Directive 1.
Translate this sentence from the passage on hydrophobic film-forming polymers into Spanish: "The hydrophobic film-forming polymer may also be chosen from homopolymers and copolymers that may be obtained from olefins such as ethylene, propylene, butenes, isoprene, butadienes."

Text passage.
++++++

The hydrophobic film-forming polymer may also be chosen from homopolymers and copolymers that may be obtained from vinyl monomers. Mention may be made of homopolymers or copolymers of N-vinylpyrrolidone, vinylcaprolactam, vinyl-N—(C1-C6)alkylpyrroles, vinyloxazoles, vinylthiazoles, vinylpyrimidines or vinylimidazoles.

As examples of vinylpyrrolidone copolymers that may be used in the invention, mention may be made of the VP/vinyl laurate copolymer, the VP/vinyl stearate copolymer, the butylated polyvinylpyrrolidone (PVP) copolymer, the VP/hexadecene copolymer sold by ISP under the name Ganex V216, the VP/eicosene copolymer sold by ISP under the name Ganex V220, the VP/triacontene copolymer or the VP/acrylic acid/lauryl methacrylate copolymer.

The hydrophobic film-forming polymer may also be chosen from homopolymers and copolymers that may be obtained from olefins such as ethylene, propylene, butenes, isoprene, butadienes.

In one embodiment, the hydrophobic film-forming polymer according to the invention is a block copolymer comprising at least one block constituted of styrene units or styrene derivatives (for example methylstyrene, chlorostyrene or chloromethylstyrene). The copolymer comprising at least one styrene block may be a diblock or triblock copolymer, or even a multiblock, star or radial copolymer. The copolymer comprising at least one styrene block may also comprise, for example, an alkylstyrene (AS) block, an ethylene/butylene (EB) block, an ethylene/propylene (EP) block, a butadiene (B) block, an isoprene (I) block, an acrylate (A) block or a methacrylate (MA) block, or a combination of these blocks. The copolymer comprising at least one block constituted of styrene units or styrene derivatives can be a diblock or triblock copolymer, and in particular of the polystyrene/polyisoprene or polystyrene/polybutadiene type, such as those sold or manufactured under the name Luvitol HSB by BASF SE.

Preferably, the hydrophobic film-forming polymer(s) according to the invention are chosen from vinylpyrrolidone (co)polymers, vinyl alcohol (co)polymers, vinyl acetate (co)polymers, carboxyvinyl (co)polymers, acrylic acid (co)polymers, methacrylic acid (co)polymers, acrylic acid ester (co)polymers, ethylene (co)polymers, acrylamide (co)polymers and mixtures thereof.

More preferentially, the hydrophobic film-forming polymer(s) are chosen from polyvinylpyrrolidone copolymers, acrylamide copolymers, acrylic acid ester homopolymers or copolymers, ethylene homopolymers or copolymers and mixtures thereof.

++++++

Data to process.

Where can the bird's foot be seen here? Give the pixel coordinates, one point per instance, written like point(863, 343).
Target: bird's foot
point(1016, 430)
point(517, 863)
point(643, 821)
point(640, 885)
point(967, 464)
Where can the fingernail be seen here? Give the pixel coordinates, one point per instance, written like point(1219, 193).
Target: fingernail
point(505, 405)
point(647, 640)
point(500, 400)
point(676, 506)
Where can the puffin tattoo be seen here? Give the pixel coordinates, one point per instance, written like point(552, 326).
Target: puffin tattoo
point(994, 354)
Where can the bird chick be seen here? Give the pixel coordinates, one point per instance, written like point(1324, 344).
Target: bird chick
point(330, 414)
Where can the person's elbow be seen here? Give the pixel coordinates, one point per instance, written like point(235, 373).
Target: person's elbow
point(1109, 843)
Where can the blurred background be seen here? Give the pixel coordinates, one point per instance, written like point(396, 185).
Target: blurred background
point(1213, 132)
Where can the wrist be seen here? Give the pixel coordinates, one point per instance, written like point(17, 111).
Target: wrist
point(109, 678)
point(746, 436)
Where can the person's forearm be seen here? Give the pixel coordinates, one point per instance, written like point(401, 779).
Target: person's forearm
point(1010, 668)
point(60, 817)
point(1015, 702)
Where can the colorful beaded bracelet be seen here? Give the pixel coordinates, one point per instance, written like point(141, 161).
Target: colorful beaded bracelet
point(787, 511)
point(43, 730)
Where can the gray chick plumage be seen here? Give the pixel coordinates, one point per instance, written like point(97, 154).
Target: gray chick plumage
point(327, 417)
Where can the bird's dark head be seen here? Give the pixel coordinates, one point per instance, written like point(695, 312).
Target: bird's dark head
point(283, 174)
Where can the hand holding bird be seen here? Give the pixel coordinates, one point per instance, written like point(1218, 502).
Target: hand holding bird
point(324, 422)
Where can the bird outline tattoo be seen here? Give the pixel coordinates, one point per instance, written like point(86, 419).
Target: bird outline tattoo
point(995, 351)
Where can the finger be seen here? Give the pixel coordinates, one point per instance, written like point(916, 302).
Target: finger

++++++

Directive 2.
Recast the records as a Markdown table with the columns Row and Record line, starting with the first line of the records and continuing through the line containing "point(967, 464)". Give each line a numbered row and skip any blank lines.

Exercise response 1.
El polímero filmógeno hidrófobo también puede elegirse entre homopolímeros y copolímeros que pueden obtenerse a partir de olefinas tales como etileno, propileno, butenos, isopreno, butadienos.

Exercise response 2.
| Row | Record line |
|---|---|
| 1 | Where can the bird's foot be seen here? Give the pixel coordinates, one point per instance, written like point(863, 343). |
| 2 | Target: bird's foot |
| 3 | point(1016, 430) |
| 4 | point(517, 863) |
| 5 | point(643, 821) |
| 6 | point(640, 885) |
| 7 | point(967, 464) |